- DESCRIPTION OF THE TASK:
Print the listing below from its first line through the line containing "[[10, 155], [23, 187], [74, 173], [29, 120]]", inclusive.

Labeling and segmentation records
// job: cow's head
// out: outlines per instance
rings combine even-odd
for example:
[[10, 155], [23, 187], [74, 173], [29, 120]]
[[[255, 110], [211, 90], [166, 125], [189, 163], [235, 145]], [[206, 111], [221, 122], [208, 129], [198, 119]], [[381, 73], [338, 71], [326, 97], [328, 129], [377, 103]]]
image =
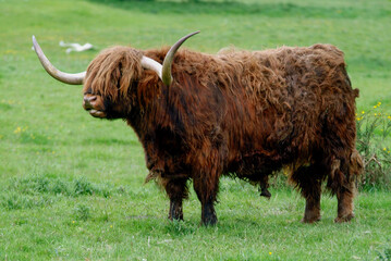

- RESPONSE TO THE EXERCISE:
// job: cow's head
// out: outlines per instance
rings combine even-odd
for example:
[[10, 155], [23, 187], [74, 173], [29, 120]]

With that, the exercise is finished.